*What you are asked to do*. Could you copy out everything in the listing below, from the line containing "Where in this photo can the blue plaid" down to the end of the listing, unchanged and including both the first and last lines?

*Dataset records*.
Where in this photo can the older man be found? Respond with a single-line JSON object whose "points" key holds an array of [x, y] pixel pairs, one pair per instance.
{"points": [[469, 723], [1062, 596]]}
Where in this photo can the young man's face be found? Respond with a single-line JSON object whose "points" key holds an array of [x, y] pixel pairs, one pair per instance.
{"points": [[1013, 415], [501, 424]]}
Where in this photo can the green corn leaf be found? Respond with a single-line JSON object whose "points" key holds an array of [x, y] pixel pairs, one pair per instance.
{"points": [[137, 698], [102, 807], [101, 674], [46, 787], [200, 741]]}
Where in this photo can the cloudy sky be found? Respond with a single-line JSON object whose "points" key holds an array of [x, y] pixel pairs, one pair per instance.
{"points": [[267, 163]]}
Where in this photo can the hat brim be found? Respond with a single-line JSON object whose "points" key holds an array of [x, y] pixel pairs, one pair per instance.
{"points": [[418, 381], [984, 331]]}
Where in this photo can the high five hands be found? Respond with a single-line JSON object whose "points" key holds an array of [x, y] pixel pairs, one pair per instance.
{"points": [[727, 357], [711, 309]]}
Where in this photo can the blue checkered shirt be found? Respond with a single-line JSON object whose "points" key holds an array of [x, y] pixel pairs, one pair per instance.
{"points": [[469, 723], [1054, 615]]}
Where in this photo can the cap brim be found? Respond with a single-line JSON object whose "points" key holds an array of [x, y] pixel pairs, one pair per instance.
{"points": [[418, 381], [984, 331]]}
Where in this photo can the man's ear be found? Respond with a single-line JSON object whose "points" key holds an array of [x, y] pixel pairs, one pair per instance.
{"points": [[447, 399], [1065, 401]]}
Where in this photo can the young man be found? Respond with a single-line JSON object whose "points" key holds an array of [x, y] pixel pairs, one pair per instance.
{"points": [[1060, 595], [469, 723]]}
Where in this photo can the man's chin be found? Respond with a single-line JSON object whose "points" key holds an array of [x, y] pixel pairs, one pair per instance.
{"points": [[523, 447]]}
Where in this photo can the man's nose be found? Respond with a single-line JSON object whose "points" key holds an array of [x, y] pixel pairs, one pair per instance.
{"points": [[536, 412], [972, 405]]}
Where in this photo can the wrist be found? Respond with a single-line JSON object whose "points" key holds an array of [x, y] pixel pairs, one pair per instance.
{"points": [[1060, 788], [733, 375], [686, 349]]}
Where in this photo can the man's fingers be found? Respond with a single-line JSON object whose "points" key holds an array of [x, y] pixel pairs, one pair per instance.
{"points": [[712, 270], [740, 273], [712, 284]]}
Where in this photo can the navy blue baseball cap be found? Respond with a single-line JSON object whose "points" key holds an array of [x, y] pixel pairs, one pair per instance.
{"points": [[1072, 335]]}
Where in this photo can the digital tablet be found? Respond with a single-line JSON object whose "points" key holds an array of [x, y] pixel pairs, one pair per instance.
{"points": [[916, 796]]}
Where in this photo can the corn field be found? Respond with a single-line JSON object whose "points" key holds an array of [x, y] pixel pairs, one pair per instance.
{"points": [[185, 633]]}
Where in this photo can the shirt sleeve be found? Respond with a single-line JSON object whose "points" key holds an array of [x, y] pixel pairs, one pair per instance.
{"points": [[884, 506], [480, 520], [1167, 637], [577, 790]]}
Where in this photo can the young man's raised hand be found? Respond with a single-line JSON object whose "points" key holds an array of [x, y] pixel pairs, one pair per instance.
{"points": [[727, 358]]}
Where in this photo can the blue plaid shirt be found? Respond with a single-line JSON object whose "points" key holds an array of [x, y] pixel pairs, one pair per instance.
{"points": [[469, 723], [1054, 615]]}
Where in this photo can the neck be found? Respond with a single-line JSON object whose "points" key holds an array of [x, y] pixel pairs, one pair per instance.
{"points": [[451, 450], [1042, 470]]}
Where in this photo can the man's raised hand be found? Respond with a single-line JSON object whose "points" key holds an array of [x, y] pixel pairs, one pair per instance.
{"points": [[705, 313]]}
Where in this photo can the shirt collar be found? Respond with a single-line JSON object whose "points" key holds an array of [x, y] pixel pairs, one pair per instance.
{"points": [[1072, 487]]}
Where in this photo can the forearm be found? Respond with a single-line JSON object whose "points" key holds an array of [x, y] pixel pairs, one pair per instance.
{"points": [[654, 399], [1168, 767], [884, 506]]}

*Result for this task*.
Where in this photo can the blue plaid shirt be found? Respond with a single-line JSON object whose "points" key holds an array of [x, y] pixel pairs, one pair per instance.
{"points": [[469, 723], [1054, 615]]}
Where in this photo can the neck be found? Respond with a single-line JSON object whose "points" key holds an array of [x, y] pixel pairs, one pair per instance.
{"points": [[451, 450], [1042, 470]]}
Where in this photo can the man's raised hand be found? Respond with a single-line JSON object whose "points" key holds an array of [x, y] pixel pairs, one pair per instance.
{"points": [[705, 313]]}
Where in this photo can the shirt collar be found? Respond with a single-line JSON object whose "points" key holds an array of [x, y] pixel pairs, one pair per instance.
{"points": [[1072, 487]]}
Where in this photo can the forearm be found? Respond with a single-line JSON object whose "points" key holds an array of [x, y] pixel pairs, one pair per instance.
{"points": [[654, 399], [1168, 767], [884, 506]]}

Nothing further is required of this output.